The line containing "[indicate] the man's nose" marks where to begin; quote it and every line after it through the end of the data, exactly as written.

Object location annotation data
-------------------------

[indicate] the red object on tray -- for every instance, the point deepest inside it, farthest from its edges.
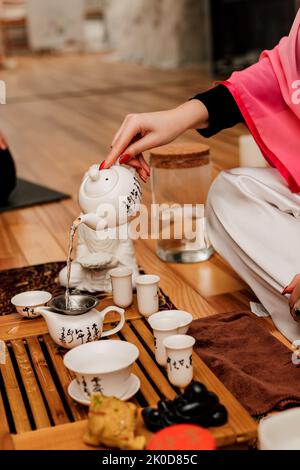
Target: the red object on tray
(182, 437)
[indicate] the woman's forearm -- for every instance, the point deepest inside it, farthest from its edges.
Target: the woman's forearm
(194, 114)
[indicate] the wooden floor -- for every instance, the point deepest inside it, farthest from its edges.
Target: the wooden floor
(60, 116)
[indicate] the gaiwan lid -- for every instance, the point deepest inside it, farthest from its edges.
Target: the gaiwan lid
(182, 437)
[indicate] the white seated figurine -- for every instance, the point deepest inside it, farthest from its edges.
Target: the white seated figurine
(108, 199)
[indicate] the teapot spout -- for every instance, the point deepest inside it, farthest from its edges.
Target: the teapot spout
(93, 221)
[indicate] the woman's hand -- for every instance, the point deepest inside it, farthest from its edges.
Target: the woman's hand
(294, 289)
(141, 132)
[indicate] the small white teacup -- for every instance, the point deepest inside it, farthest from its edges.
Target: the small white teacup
(184, 319)
(27, 302)
(162, 328)
(147, 294)
(102, 366)
(179, 351)
(121, 281)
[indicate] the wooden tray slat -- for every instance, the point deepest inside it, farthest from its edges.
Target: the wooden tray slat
(35, 398)
(14, 396)
(4, 427)
(148, 363)
(54, 402)
(51, 380)
(147, 390)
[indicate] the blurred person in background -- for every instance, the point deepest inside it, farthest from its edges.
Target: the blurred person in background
(253, 213)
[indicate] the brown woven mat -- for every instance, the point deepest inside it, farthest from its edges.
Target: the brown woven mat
(249, 361)
(42, 277)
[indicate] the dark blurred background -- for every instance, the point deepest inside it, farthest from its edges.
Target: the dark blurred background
(225, 35)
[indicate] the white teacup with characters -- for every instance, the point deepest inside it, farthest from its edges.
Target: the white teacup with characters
(102, 366)
(162, 328)
(26, 303)
(179, 351)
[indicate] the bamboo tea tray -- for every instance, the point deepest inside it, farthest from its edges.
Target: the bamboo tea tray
(36, 411)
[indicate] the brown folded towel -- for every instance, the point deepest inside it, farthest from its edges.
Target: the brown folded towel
(250, 362)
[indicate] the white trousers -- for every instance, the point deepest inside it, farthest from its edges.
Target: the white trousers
(254, 223)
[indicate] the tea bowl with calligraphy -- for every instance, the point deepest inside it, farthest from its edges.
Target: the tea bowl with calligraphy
(102, 366)
(184, 319)
(26, 303)
(69, 331)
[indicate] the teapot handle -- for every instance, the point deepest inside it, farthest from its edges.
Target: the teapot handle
(121, 323)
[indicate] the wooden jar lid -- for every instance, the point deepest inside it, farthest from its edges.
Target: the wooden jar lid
(180, 155)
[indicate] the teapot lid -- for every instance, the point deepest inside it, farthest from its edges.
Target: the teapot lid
(100, 183)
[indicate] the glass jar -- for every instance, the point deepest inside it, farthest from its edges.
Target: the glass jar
(181, 176)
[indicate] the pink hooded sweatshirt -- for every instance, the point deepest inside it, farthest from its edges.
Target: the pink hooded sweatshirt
(268, 95)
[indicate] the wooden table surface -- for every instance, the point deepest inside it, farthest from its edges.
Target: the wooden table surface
(61, 115)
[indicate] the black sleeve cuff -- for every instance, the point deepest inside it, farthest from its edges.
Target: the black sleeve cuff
(222, 109)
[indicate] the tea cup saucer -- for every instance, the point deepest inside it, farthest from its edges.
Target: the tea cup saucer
(76, 394)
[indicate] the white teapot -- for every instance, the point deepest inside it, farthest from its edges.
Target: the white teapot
(109, 198)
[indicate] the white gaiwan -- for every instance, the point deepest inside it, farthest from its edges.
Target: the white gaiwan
(108, 199)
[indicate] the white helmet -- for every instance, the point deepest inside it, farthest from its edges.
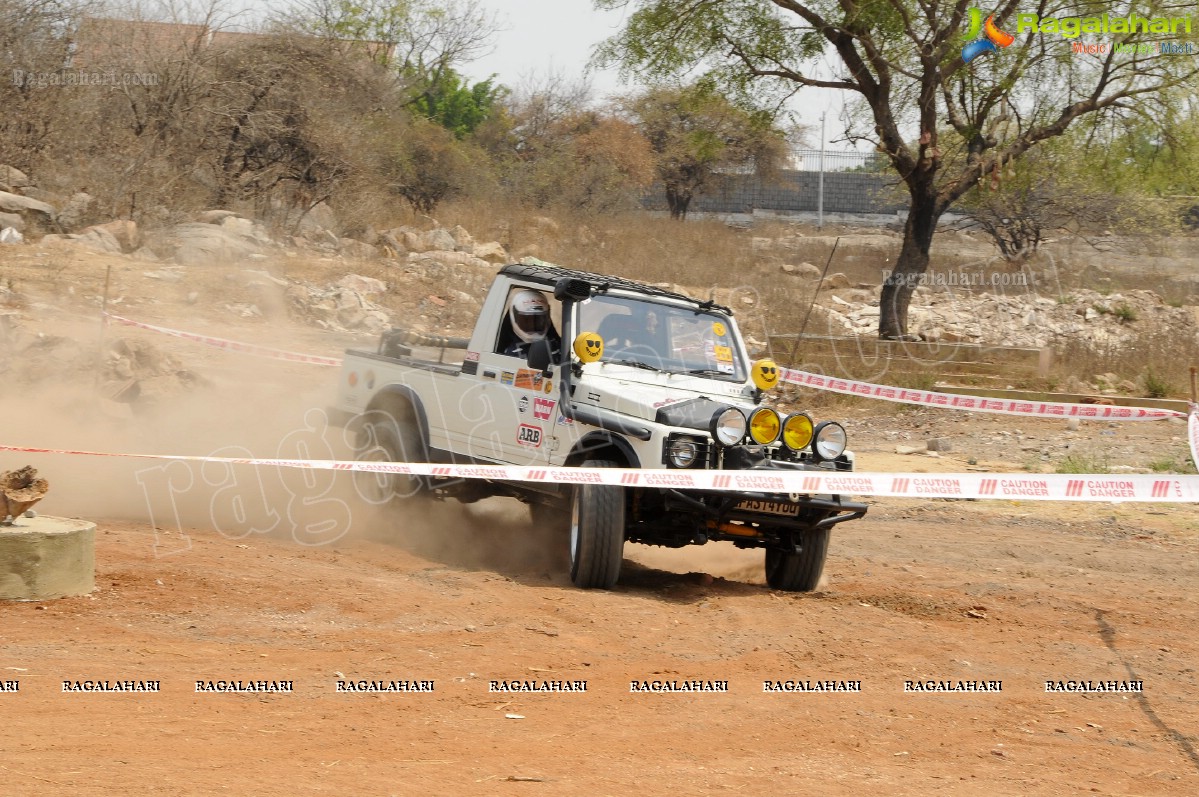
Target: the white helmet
(530, 315)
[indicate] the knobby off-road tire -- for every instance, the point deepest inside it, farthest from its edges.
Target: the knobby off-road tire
(799, 572)
(385, 439)
(597, 532)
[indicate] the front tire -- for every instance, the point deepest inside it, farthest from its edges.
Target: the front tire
(597, 532)
(800, 572)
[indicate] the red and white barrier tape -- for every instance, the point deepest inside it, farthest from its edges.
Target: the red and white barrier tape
(1193, 434)
(975, 403)
(232, 345)
(819, 381)
(1050, 487)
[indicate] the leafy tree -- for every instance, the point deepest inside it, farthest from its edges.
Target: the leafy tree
(944, 124)
(458, 107)
(1080, 183)
(420, 41)
(426, 165)
(696, 132)
(558, 151)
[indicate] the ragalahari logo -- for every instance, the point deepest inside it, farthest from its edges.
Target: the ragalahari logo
(990, 40)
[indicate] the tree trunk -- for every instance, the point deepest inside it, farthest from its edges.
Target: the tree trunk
(678, 201)
(911, 265)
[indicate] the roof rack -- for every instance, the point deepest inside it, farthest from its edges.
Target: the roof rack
(548, 273)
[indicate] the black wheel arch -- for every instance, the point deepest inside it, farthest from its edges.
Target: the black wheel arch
(401, 402)
(603, 445)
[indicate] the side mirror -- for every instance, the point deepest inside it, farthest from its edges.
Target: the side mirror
(572, 289)
(540, 356)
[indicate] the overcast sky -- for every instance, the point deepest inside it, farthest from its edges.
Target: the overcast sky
(544, 37)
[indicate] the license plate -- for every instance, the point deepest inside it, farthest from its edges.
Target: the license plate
(769, 507)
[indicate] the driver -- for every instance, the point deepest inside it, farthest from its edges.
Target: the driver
(529, 317)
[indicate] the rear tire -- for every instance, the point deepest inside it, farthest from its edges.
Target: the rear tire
(385, 439)
(597, 532)
(799, 572)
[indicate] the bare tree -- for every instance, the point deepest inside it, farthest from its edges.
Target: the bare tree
(420, 41)
(944, 122)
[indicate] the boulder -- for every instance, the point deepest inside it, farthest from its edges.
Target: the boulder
(124, 230)
(13, 176)
(493, 252)
(357, 249)
(836, 281)
(214, 216)
(392, 247)
(31, 210)
(97, 240)
(197, 243)
(360, 284)
(438, 240)
(78, 212)
(462, 239)
(447, 259)
(409, 239)
(320, 217)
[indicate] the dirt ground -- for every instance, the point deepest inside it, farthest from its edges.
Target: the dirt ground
(208, 574)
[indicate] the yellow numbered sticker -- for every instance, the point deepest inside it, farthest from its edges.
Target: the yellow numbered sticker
(765, 374)
(589, 346)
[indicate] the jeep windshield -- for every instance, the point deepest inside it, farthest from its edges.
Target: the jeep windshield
(663, 337)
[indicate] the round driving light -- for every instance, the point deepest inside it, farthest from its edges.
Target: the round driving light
(830, 440)
(764, 426)
(682, 452)
(797, 432)
(728, 426)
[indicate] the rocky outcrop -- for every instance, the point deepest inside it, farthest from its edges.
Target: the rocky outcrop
(1014, 320)
(34, 211)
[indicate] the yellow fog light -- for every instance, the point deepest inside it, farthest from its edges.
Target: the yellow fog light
(797, 432)
(764, 426)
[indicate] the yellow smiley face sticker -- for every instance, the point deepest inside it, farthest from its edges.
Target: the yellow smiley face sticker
(765, 374)
(588, 346)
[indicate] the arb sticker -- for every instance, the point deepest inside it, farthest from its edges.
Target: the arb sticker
(529, 435)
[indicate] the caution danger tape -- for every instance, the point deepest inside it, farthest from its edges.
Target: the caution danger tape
(1050, 487)
(976, 403)
(232, 345)
(806, 379)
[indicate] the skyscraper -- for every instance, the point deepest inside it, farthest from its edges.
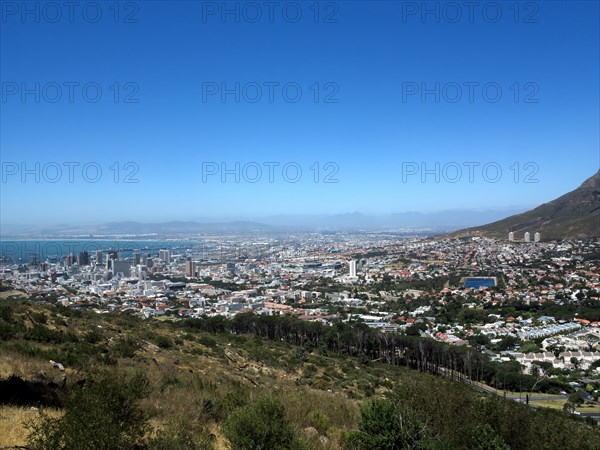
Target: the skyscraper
(165, 255)
(84, 258)
(352, 268)
(189, 268)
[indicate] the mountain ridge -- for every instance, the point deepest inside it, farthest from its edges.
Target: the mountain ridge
(574, 215)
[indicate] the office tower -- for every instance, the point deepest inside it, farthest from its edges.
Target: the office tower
(69, 260)
(121, 267)
(231, 268)
(189, 268)
(352, 268)
(165, 255)
(84, 258)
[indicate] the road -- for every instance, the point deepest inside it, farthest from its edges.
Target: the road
(522, 397)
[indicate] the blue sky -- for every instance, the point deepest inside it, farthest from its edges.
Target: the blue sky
(361, 120)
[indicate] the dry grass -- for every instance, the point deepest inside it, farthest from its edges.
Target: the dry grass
(12, 423)
(16, 364)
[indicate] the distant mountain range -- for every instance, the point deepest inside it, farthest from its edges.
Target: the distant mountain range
(575, 215)
(430, 223)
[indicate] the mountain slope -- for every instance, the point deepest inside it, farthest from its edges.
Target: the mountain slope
(575, 215)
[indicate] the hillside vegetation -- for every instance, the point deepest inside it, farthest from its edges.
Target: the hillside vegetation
(132, 383)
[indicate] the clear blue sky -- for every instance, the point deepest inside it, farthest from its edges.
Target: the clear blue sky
(373, 55)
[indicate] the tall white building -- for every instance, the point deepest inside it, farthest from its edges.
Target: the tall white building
(165, 255)
(352, 268)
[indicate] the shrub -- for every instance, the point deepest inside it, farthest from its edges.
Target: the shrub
(319, 420)
(385, 425)
(163, 342)
(102, 414)
(259, 426)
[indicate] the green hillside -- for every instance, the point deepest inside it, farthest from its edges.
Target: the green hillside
(163, 385)
(575, 215)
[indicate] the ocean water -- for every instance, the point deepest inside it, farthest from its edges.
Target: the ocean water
(23, 251)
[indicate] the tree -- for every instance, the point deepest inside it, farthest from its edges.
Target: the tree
(487, 439)
(103, 414)
(385, 425)
(260, 426)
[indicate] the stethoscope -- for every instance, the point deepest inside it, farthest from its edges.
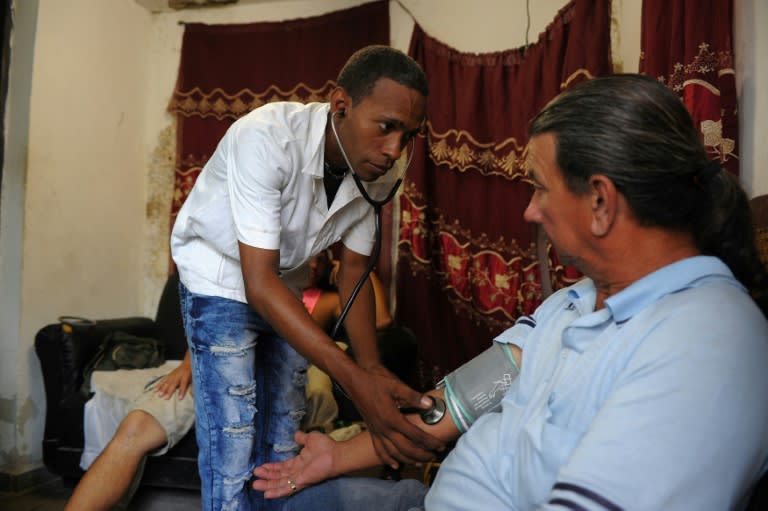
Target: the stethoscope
(377, 205)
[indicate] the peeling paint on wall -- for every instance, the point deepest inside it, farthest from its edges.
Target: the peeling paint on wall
(158, 213)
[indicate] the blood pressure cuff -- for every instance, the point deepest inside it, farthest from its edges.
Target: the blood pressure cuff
(479, 385)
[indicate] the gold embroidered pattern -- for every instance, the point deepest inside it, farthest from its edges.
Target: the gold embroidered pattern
(492, 281)
(220, 105)
(706, 62)
(717, 144)
(459, 150)
(579, 73)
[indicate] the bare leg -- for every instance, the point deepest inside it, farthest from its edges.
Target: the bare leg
(111, 473)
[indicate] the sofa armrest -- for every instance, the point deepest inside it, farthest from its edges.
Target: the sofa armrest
(64, 349)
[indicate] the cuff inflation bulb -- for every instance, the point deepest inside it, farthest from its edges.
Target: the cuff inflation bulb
(431, 415)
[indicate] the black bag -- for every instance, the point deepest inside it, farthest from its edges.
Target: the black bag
(121, 350)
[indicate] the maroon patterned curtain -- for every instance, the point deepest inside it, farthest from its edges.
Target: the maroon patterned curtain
(467, 265)
(688, 45)
(228, 70)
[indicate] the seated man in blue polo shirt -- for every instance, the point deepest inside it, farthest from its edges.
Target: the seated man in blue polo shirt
(642, 386)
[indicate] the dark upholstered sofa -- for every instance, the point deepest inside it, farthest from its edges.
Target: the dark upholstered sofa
(64, 349)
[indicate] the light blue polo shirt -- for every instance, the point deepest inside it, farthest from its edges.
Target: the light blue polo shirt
(658, 401)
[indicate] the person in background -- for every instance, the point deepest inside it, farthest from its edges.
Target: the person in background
(162, 412)
(641, 386)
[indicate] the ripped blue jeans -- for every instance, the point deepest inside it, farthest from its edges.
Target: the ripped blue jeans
(249, 398)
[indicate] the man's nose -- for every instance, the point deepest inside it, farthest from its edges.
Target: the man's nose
(393, 146)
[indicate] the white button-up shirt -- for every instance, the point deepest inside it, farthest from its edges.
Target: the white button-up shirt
(263, 186)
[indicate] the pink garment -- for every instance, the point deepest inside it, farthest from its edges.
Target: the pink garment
(310, 297)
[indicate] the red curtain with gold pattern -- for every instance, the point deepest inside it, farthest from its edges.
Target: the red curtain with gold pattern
(228, 70)
(688, 45)
(467, 264)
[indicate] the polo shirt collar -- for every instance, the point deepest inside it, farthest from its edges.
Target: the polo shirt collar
(672, 278)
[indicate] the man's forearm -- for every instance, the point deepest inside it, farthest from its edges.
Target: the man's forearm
(358, 452)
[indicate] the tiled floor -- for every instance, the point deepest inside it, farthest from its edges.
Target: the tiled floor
(53, 495)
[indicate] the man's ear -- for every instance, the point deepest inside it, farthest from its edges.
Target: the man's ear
(340, 101)
(604, 204)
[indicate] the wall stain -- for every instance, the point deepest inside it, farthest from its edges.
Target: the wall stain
(160, 181)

-------------------------

= Completed exercise =
[indicate] the man's nose -- for every instance, the point deepest inside it, farthest from its edges.
Target: the man's nose
(393, 146)
[indicate] the white button-up shirt -- for every instance, the point deepest inside it, farthest from its edges.
Target: the white button-up shirt
(263, 186)
[indicate] the pink garment -- for every instance, the point deepest inside it, farthest from its edges.
Target: the pink garment
(310, 297)
[indicate] the red curtain with gold pattern -- for every instance, the point deepest inside it, farthest from its edges.
Target: the red curtain with gold pattern
(228, 70)
(688, 45)
(467, 264)
[indicate] the polo shirt collar -- for every instance, the point deepest inside it, farthest from its edges.
Target: the polo shirt collar
(672, 278)
[indicate] the man's forearm -- for every instance, the point deepest inside it, farthest from its edges.
Target: the man's forearm
(358, 452)
[indicate] the tiled floor -- for every instance, the point deepest inside it, farthest from its edges.
Target: the tiled floor
(53, 495)
[indicate] the man's ear -- for every instance, the point deepest inside it, farthest from its edges.
Target: the man's ear
(340, 101)
(604, 204)
[indicate] the wall stain -- for every instance, the point deepest inside it, farthest from its edges.
Target: the wall stain
(160, 181)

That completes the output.